#### Source records

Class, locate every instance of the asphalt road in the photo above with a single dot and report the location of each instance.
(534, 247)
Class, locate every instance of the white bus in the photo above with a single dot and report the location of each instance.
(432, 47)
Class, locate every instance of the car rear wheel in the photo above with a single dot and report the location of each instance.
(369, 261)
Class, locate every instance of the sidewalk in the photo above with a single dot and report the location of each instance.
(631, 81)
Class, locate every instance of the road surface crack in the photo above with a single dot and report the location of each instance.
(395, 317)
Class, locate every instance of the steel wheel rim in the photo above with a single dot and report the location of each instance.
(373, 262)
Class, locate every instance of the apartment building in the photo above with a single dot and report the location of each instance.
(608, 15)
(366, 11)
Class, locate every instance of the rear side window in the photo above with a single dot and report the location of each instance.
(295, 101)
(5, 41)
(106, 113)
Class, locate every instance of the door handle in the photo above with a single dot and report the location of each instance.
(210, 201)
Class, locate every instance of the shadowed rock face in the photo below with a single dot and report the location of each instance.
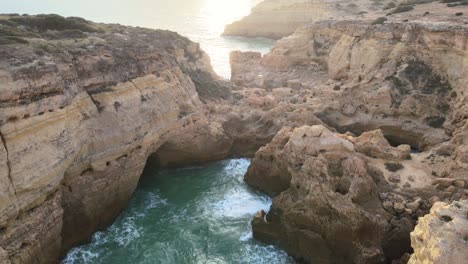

#### Aim
Lay out every line of the entries above as a JSON list of strings, one string per line, with blank lines left out. Omit the pictures.

#### Answer below
[
  "Class, locate every instance of the asphalt road in the photo above with a single dot and report the location of each instance.",
  "(534, 247)",
  "Class, locate every instance of the white bus in the photo above with a single dot and report the location of each instance.",
  "(432, 47)",
  "Class, locate every instance of the car rear wheel in the photo above with a single dot and report the location of each instance.",
  "(369, 261)",
  "Class, locate every instance of the sidewalk in the photo above with a single dot and report the location of each instance.",
  "(631, 81)",
  "Class, locate every instance of the road surface crack in the photo above with a single dot and report the location of each instance.",
  "(395, 317)",
  "Class, locate every instance of the steel wheel rim in the photo above with a single dot and report the location of each instance.",
  "(373, 262)",
  "Class, locate every instance of the apartment building in the photo above with a single dot and report the location of each instance.",
  "(608, 15)",
  "(366, 11)",
  "Class, locate every instance of the rear side window in the photo above with a single dot and report the location of each instance.",
  "(295, 101)",
  "(5, 41)",
  "(106, 113)",
  "Class, locate every instance of the door handle in the photo above with a single dot and report the location of each instance.",
  "(210, 201)",
  "Class, locate every instance of the shadowed rock face in the photo below with a single dot and report the location of each instance."
]